== Task to complete ==
Gather every line in the rows below that contains the word "yellow", treating uppercase and lowercase as different. Copy each of those lines in full.

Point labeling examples
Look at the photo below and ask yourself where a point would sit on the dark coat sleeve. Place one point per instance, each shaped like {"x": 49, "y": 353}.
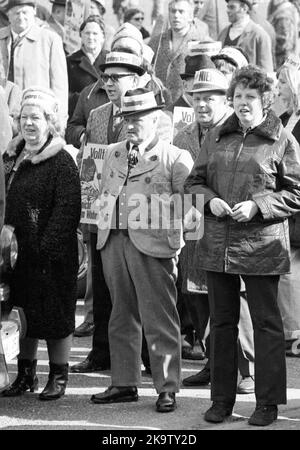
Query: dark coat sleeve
{"x": 77, "y": 123}
{"x": 196, "y": 182}
{"x": 2, "y": 193}
{"x": 66, "y": 210}
{"x": 286, "y": 200}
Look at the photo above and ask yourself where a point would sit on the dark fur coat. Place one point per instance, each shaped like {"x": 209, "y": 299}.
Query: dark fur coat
{"x": 43, "y": 204}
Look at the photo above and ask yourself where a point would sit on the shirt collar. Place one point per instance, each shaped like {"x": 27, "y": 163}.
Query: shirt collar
{"x": 241, "y": 24}
{"x": 143, "y": 145}
{"x": 17, "y": 36}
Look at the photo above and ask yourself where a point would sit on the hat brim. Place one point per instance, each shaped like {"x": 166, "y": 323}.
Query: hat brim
{"x": 225, "y": 58}
{"x": 184, "y": 76}
{"x": 8, "y": 7}
{"x": 210, "y": 88}
{"x": 140, "y": 111}
{"x": 136, "y": 69}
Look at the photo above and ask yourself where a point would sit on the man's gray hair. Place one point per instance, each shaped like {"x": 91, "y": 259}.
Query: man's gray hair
{"x": 190, "y": 2}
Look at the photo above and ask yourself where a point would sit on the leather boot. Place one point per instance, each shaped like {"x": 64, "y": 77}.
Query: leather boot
{"x": 57, "y": 382}
{"x": 26, "y": 379}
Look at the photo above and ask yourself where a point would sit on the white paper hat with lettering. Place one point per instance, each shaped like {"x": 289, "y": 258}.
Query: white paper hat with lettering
{"x": 123, "y": 59}
{"x": 42, "y": 97}
{"x": 209, "y": 80}
{"x": 232, "y": 55}
{"x": 128, "y": 36}
{"x": 139, "y": 101}
{"x": 208, "y": 48}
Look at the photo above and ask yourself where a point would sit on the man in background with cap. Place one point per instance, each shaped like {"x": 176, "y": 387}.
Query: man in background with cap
{"x": 139, "y": 252}
{"x": 32, "y": 54}
{"x": 211, "y": 109}
{"x": 229, "y": 59}
{"x": 120, "y": 73}
{"x": 171, "y": 47}
{"x": 57, "y": 19}
{"x": 98, "y": 8}
{"x": 245, "y": 33}
{"x": 193, "y": 63}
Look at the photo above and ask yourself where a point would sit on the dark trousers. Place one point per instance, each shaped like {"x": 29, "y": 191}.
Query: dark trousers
{"x": 101, "y": 307}
{"x": 269, "y": 345}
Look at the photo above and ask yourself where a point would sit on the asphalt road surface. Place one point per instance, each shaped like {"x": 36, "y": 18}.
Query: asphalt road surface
{"x": 74, "y": 411}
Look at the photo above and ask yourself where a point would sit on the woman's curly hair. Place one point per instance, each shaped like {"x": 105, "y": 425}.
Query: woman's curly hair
{"x": 52, "y": 117}
{"x": 253, "y": 77}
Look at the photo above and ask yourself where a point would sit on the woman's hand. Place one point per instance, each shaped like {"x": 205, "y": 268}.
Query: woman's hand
{"x": 219, "y": 208}
{"x": 244, "y": 211}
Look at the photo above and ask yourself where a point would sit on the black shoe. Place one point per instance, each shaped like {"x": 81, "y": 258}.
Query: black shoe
{"x": 116, "y": 394}
{"x": 246, "y": 385}
{"x": 148, "y": 370}
{"x": 263, "y": 415}
{"x": 192, "y": 353}
{"x": 57, "y": 382}
{"x": 88, "y": 365}
{"x": 217, "y": 412}
{"x": 26, "y": 379}
{"x": 201, "y": 378}
{"x": 85, "y": 329}
{"x": 166, "y": 402}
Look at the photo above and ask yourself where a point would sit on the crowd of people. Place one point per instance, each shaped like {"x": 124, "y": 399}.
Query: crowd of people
{"x": 152, "y": 290}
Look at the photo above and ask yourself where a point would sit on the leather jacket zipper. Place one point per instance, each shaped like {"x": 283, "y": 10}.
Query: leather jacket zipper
{"x": 225, "y": 268}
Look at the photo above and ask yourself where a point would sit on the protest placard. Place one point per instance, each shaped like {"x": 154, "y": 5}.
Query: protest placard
{"x": 182, "y": 117}
{"x": 90, "y": 175}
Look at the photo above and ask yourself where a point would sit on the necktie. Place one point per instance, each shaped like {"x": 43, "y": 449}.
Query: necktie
{"x": 116, "y": 120}
{"x": 14, "y": 44}
{"x": 133, "y": 156}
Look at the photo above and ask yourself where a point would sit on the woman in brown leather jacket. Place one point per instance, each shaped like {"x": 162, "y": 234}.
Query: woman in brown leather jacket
{"x": 249, "y": 174}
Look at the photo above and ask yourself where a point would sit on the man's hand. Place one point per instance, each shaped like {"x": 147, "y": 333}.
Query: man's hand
{"x": 219, "y": 208}
{"x": 244, "y": 211}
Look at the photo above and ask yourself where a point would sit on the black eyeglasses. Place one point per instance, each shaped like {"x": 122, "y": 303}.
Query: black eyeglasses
{"x": 114, "y": 77}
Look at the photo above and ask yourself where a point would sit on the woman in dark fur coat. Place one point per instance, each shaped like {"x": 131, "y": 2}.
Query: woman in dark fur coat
{"x": 43, "y": 204}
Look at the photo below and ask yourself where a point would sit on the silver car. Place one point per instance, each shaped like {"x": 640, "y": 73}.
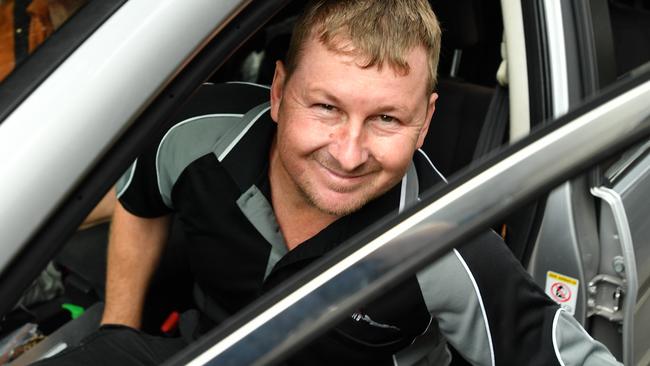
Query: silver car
{"x": 548, "y": 104}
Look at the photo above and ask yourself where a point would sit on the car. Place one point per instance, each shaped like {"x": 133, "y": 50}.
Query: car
{"x": 541, "y": 130}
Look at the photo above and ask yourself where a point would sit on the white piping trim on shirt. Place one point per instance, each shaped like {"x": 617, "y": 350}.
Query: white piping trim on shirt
{"x": 237, "y": 115}
{"x": 249, "y": 83}
{"x": 402, "y": 194}
{"x": 128, "y": 182}
{"x": 480, "y": 300}
{"x": 241, "y": 134}
{"x": 433, "y": 166}
{"x": 556, "y": 347}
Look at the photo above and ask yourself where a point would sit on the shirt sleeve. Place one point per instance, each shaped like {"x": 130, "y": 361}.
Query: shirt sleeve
{"x": 493, "y": 313}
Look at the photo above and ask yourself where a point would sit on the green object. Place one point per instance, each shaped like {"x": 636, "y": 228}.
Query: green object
{"x": 75, "y": 310}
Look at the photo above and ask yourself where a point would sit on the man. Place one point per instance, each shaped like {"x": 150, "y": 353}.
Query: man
{"x": 263, "y": 193}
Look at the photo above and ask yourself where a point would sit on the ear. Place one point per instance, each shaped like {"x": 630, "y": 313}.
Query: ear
{"x": 277, "y": 88}
{"x": 431, "y": 107}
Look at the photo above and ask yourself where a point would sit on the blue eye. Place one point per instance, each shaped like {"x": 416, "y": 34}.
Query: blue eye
{"x": 326, "y": 107}
{"x": 386, "y": 118}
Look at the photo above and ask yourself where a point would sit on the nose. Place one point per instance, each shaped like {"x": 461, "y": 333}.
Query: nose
{"x": 349, "y": 145}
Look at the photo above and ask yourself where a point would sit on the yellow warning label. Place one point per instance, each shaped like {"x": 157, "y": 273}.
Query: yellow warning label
{"x": 559, "y": 277}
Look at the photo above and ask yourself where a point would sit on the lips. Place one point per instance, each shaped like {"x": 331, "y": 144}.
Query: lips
{"x": 343, "y": 182}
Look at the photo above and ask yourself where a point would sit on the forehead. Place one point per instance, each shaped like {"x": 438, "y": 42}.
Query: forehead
{"x": 344, "y": 75}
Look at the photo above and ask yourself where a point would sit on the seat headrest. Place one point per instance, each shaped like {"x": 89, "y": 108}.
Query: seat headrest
{"x": 460, "y": 25}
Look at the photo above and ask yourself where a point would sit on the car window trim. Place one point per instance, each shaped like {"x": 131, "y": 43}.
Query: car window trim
{"x": 51, "y": 236}
{"x": 29, "y": 74}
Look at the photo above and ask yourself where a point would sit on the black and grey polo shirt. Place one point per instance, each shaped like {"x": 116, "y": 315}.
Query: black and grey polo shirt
{"x": 212, "y": 171}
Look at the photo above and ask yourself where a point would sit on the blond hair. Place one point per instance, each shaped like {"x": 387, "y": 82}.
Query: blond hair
{"x": 380, "y": 31}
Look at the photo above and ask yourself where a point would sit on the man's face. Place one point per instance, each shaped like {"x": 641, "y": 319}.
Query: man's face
{"x": 346, "y": 134}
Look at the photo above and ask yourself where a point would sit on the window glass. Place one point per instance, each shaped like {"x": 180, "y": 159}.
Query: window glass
{"x": 631, "y": 31}
{"x": 26, "y": 24}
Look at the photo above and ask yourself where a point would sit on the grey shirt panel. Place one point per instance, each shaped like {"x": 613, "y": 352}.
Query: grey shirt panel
{"x": 570, "y": 346}
{"x": 186, "y": 142}
{"x": 453, "y": 298}
{"x": 259, "y": 212}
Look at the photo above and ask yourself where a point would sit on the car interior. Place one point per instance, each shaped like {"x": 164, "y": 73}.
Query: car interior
{"x": 470, "y": 121}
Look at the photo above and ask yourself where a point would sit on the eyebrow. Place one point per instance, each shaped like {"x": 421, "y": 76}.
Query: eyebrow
{"x": 380, "y": 109}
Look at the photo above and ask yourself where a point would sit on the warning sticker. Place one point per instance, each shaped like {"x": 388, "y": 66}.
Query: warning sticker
{"x": 563, "y": 290}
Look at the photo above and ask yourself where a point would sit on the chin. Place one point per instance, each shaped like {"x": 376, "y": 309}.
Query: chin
{"x": 341, "y": 204}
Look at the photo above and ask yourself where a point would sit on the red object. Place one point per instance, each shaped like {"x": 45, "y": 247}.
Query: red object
{"x": 171, "y": 323}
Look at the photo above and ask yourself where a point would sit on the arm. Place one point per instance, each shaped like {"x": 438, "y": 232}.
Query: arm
{"x": 135, "y": 247}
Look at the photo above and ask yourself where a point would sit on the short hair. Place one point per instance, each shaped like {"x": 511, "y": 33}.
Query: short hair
{"x": 380, "y": 31}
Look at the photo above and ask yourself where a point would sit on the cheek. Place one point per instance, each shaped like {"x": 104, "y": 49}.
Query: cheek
{"x": 394, "y": 153}
{"x": 302, "y": 135}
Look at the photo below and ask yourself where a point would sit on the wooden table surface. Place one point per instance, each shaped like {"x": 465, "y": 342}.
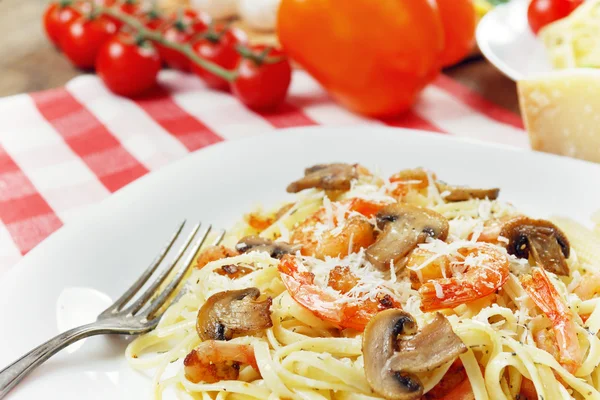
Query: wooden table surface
{"x": 28, "y": 62}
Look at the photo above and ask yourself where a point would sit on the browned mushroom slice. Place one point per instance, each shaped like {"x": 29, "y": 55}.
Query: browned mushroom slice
{"x": 463, "y": 193}
{"x": 434, "y": 345}
{"x": 539, "y": 239}
{"x": 232, "y": 312}
{"x": 391, "y": 363}
{"x": 336, "y": 176}
{"x": 404, "y": 226}
{"x": 256, "y": 243}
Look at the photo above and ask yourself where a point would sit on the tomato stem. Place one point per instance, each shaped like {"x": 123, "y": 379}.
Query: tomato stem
{"x": 157, "y": 37}
{"x": 259, "y": 58}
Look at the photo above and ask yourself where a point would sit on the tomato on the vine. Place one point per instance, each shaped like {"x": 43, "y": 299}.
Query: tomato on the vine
{"x": 542, "y": 12}
{"x": 128, "y": 66}
{"x": 218, "y": 45}
{"x": 459, "y": 20}
{"x": 130, "y": 7}
{"x": 263, "y": 78}
{"x": 57, "y": 18}
{"x": 84, "y": 37}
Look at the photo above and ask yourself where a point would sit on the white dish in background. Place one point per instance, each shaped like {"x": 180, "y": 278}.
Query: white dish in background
{"x": 74, "y": 274}
{"x": 505, "y": 39}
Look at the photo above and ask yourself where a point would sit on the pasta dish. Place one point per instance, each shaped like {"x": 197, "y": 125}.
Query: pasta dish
{"x": 364, "y": 287}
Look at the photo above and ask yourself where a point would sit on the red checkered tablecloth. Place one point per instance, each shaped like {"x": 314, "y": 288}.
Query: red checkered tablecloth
{"x": 66, "y": 149}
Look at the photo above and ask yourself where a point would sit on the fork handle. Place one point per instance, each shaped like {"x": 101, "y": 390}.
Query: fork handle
{"x": 15, "y": 372}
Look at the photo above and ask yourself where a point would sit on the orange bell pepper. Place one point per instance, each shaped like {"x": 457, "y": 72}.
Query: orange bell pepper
{"x": 372, "y": 56}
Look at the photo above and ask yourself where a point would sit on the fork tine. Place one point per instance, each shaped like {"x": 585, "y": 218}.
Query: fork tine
{"x": 144, "y": 297}
{"x": 133, "y": 289}
{"x": 164, "y": 295}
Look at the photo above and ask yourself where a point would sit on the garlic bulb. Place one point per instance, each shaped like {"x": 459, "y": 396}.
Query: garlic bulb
{"x": 259, "y": 14}
{"x": 217, "y": 8}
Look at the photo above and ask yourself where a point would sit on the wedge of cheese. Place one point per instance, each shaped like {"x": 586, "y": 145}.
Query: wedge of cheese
{"x": 561, "y": 111}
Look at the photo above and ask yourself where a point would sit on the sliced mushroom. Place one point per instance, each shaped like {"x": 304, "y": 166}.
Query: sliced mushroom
{"x": 391, "y": 363}
{"x": 404, "y": 226}
{"x": 434, "y": 345}
{"x": 256, "y": 243}
{"x": 539, "y": 239}
{"x": 336, "y": 176}
{"x": 463, "y": 193}
{"x": 232, "y": 312}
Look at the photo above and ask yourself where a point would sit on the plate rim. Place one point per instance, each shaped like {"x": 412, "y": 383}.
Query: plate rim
{"x": 88, "y": 213}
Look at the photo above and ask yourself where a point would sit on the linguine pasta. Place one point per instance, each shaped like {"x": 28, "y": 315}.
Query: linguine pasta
{"x": 515, "y": 347}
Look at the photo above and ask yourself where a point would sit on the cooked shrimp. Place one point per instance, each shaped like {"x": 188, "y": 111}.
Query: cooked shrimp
{"x": 452, "y": 381}
{"x": 215, "y": 360}
{"x": 546, "y": 297}
{"x": 486, "y": 270}
{"x": 429, "y": 266}
{"x": 354, "y": 234}
{"x": 341, "y": 310}
{"x": 214, "y": 253}
{"x": 407, "y": 180}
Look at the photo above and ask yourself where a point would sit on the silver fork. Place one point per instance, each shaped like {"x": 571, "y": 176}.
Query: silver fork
{"x": 141, "y": 316}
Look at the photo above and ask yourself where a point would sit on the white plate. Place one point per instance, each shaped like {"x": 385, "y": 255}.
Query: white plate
{"x": 505, "y": 39}
{"x": 71, "y": 276}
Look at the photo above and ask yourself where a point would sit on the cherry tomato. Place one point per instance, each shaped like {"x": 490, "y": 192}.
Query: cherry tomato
{"x": 127, "y": 67}
{"x": 217, "y": 46}
{"x": 459, "y": 21}
{"x": 130, "y": 7}
{"x": 83, "y": 39}
{"x": 260, "y": 84}
{"x": 57, "y": 18}
{"x": 542, "y": 12}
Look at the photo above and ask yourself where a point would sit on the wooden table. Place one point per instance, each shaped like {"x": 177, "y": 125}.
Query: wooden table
{"x": 28, "y": 62}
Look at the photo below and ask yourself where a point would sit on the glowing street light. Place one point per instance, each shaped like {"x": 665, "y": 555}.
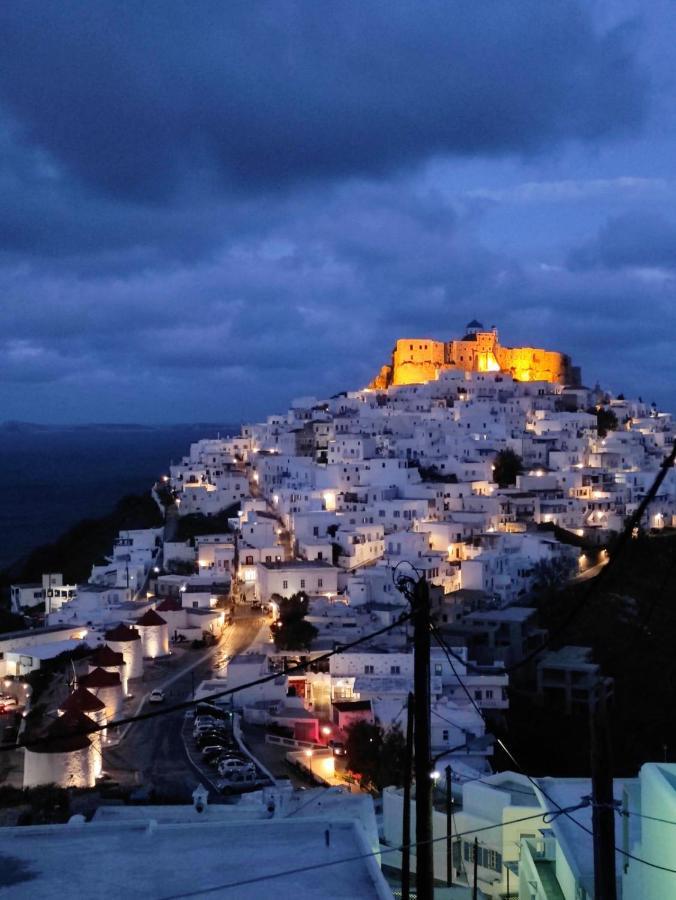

== Written solution ==
Look at the photo above and ask yourself where a point would sit on the yellow warning label. Place one point per instance, each shaped like {"x": 157, "y": 273}.
Query: yellow warning label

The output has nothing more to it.